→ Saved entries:
◇ ◇ ◇ ◇ ◇

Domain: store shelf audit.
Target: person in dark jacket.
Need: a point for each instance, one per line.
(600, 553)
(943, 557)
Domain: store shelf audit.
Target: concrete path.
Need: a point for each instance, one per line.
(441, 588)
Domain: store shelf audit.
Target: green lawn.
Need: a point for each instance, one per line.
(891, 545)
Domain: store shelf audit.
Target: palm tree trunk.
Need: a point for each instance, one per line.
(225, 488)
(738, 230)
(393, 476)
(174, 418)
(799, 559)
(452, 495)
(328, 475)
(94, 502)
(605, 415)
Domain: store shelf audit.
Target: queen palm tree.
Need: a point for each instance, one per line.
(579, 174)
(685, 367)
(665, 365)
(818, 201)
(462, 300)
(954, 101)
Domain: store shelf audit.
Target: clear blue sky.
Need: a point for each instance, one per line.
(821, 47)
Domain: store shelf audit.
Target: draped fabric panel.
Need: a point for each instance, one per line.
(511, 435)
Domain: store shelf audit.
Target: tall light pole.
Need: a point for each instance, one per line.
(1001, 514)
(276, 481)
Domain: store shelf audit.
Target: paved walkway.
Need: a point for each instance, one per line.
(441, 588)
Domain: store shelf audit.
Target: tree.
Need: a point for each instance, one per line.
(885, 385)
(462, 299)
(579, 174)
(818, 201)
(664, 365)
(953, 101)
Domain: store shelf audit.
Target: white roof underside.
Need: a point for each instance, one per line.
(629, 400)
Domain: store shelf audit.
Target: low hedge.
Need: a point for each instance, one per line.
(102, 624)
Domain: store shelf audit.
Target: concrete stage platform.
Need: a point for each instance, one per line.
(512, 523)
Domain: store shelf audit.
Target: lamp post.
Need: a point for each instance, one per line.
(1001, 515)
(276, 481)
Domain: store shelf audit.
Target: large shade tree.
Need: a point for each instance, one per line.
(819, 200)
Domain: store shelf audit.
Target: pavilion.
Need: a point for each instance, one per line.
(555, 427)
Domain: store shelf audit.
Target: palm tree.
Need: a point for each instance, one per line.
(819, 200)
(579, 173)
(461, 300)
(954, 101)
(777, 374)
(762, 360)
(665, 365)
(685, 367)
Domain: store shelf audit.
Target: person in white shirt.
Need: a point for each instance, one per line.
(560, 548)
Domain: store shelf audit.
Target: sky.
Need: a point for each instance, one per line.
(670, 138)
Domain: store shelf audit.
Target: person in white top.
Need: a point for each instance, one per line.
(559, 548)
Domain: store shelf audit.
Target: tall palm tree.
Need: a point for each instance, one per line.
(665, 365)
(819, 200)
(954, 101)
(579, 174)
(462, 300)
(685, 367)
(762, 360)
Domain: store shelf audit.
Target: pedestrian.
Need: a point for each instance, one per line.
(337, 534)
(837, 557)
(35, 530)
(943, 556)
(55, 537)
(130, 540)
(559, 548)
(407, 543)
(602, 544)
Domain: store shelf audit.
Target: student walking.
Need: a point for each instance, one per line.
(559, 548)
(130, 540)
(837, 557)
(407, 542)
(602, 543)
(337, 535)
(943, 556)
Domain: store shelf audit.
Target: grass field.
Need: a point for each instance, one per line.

◇ ◇ ◇ ◇ ◇

Repeat the entries exactly, leaving nothing out.

→ Answer below:
Domain: store shelf audit.
Target: person in dark jacket.
Need: a point for each instance, one per line.
(600, 553)
(943, 557)
Domain: store shelf audit.
Target: concrete path.
Need: a point for each instance, one per line.
(441, 588)
Domain: store shelf audit.
Target: green lawn.
Need: a point for each instance, one per line.
(891, 545)
Domain: store shelf audit.
Target: palm tree trunk.
Need: a point for each instance, one per line.
(225, 488)
(738, 230)
(393, 476)
(174, 418)
(799, 559)
(452, 495)
(328, 475)
(94, 502)
(605, 415)
Domain: store shelf audit.
Target: queen palm tree.
Need: a point for each instance, one per line.
(579, 174)
(685, 367)
(665, 365)
(818, 201)
(462, 300)
(954, 101)
Domain: store shelf audit.
Target: clear blue sky.
Need: a point for each instance, one per line.
(821, 47)
Domain: store shelf audit.
Target: draped fabric panel.
Need: a point for each instance, one per line.
(511, 435)
Domain: store shelf audit.
Target: tall light pole.
Need: a point for each instance, one per line.
(1001, 514)
(276, 481)
Domain: store shelf audit.
Target: paved walkway.
Need: a point for each instance, one per line.
(441, 588)
Domain: store shelf audit.
Target: tree.
Need: a point for each instance, one per line.
(885, 385)
(462, 299)
(579, 174)
(818, 201)
(664, 365)
(953, 101)
Domain: store shelf audit.
Target: white roof underside.
Need: a point for each instance, one per line.
(629, 400)
Domain: store shelf audit.
Target: low hedge.
Need: a point for each instance, one per line.
(102, 624)
Domain: store shelf audit.
Target: concrete stage platform.
Need: a point for each instance, one per line.
(512, 523)
Domain: store shelf audit.
Target: lamp post.
Need: a point for each instance, one per line.
(1001, 515)
(276, 481)
Domain: store shelf audit.
Target: large shade tree.
Need: a point for each instance, one per line.
(819, 200)
Domain: store shelf audit.
Target: pavilion.
Need: a point for each instance, one per line.
(555, 427)
Domain: store shelf audit.
Target: palm tree.
Need: a point for each instance, one per line.
(819, 200)
(579, 173)
(461, 300)
(954, 101)
(777, 374)
(762, 360)
(665, 365)
(685, 367)
Domain: store shelf audit.
Target: person in white shirt.
Need: a point for each instance, one per line.
(560, 548)
Domain: store shelf audit.
Target: sky.
Need: a point for each instance, one per line.
(670, 138)
Domain: store shelf audit.
Target: person in white top.
Need: a point for each instance, one per line.
(559, 548)
Domain: store shelf audit.
Target: tall palm tree.
Need: a point for each instance, one per line.
(665, 365)
(819, 200)
(954, 101)
(579, 174)
(462, 300)
(685, 367)
(762, 360)
Domain: store shelf audit.
Target: pedestrian.
Need: a point for each instance, one per line.
(337, 534)
(837, 557)
(35, 530)
(943, 556)
(55, 537)
(130, 540)
(559, 548)
(407, 543)
(602, 544)
Domain: store shelf audit.
Target: student walking.
Need: a point for each instance, one per line.
(559, 548)
(130, 540)
(837, 557)
(407, 542)
(602, 543)
(337, 535)
(943, 556)
Domain: store shelf audit.
Target: grass field.
Need: a point for each instance, one per line.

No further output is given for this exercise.